Problem → Output only the lines below that start at the line containing "Pin the wire" and end at the line containing "Pin the power", with both ends kept.

##### Material for this exercise #####

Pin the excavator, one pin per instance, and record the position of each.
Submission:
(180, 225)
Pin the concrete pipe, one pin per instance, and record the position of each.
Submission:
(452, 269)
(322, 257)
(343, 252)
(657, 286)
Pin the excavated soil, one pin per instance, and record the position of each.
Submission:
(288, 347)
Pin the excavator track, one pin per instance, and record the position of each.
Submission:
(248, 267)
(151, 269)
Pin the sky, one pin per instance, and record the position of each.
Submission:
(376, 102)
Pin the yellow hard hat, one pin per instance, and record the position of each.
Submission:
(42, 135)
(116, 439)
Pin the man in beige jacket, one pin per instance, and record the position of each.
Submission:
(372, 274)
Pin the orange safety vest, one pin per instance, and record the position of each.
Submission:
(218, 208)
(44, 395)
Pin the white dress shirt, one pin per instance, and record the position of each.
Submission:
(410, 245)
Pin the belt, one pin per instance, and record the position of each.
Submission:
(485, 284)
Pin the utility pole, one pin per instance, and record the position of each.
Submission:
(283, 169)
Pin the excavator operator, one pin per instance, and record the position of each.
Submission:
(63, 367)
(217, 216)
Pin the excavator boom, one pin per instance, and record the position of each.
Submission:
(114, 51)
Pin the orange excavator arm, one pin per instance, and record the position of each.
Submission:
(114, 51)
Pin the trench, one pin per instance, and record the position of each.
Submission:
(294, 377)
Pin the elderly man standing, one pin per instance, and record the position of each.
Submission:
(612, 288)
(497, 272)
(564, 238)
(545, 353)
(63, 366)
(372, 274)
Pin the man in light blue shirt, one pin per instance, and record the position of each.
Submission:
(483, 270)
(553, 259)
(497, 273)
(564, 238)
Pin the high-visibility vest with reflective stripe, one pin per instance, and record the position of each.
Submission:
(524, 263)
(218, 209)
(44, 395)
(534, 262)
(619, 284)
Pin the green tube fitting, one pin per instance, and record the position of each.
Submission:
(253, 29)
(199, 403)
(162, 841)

#####
##### Material for this exercise #####

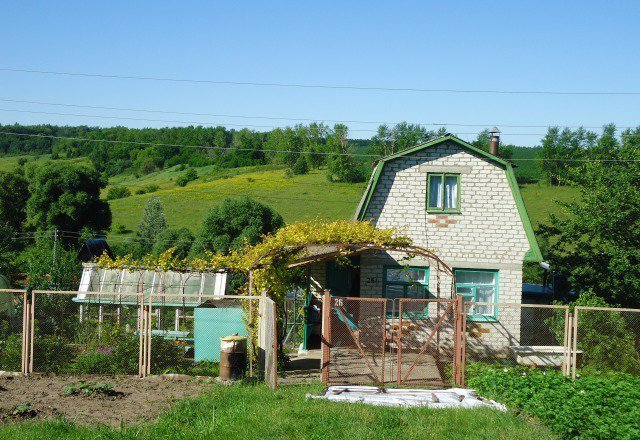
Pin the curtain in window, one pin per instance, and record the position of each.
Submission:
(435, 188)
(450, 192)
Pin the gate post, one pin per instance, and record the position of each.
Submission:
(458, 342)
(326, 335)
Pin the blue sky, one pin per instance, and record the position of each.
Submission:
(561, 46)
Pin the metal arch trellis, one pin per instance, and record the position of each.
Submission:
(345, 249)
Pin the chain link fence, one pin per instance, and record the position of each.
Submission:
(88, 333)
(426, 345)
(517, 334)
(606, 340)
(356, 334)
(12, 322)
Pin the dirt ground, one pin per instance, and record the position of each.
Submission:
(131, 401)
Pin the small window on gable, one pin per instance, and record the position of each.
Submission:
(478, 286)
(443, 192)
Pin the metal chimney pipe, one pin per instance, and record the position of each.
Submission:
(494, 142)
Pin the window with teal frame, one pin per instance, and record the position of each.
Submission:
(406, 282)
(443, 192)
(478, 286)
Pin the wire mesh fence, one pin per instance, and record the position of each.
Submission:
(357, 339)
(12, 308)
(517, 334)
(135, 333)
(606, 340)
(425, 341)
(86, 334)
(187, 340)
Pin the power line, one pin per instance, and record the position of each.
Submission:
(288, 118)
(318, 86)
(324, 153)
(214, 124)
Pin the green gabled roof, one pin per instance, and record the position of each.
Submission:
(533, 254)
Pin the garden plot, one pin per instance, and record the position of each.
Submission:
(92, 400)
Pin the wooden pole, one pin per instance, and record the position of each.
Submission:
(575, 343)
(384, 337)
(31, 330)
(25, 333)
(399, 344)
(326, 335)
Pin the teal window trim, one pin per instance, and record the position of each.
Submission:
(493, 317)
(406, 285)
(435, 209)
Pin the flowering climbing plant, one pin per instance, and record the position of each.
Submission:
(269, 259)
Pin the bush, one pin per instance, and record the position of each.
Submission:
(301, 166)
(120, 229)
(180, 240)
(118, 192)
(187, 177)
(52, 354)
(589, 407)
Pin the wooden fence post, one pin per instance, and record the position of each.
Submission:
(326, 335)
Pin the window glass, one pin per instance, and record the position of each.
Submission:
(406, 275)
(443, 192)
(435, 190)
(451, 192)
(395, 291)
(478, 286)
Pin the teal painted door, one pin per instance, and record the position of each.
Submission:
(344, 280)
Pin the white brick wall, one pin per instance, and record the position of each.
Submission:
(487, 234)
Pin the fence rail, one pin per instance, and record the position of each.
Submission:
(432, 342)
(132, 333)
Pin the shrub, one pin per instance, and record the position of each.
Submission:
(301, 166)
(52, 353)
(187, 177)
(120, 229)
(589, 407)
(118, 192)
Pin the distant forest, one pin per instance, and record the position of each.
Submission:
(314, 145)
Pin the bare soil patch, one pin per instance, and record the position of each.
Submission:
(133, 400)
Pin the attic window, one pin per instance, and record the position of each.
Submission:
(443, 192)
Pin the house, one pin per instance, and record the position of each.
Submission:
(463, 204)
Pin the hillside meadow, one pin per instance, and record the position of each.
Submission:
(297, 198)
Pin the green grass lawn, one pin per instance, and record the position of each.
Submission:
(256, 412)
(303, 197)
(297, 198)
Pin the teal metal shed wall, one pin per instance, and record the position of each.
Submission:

#####

Response to this task →
Pin the wire mesh fence, one pin per instance, and record the position of each.
Submission:
(357, 339)
(12, 308)
(517, 334)
(135, 333)
(606, 340)
(425, 341)
(86, 334)
(187, 340)
Pin the power line, one pin per instance, and record the position of each.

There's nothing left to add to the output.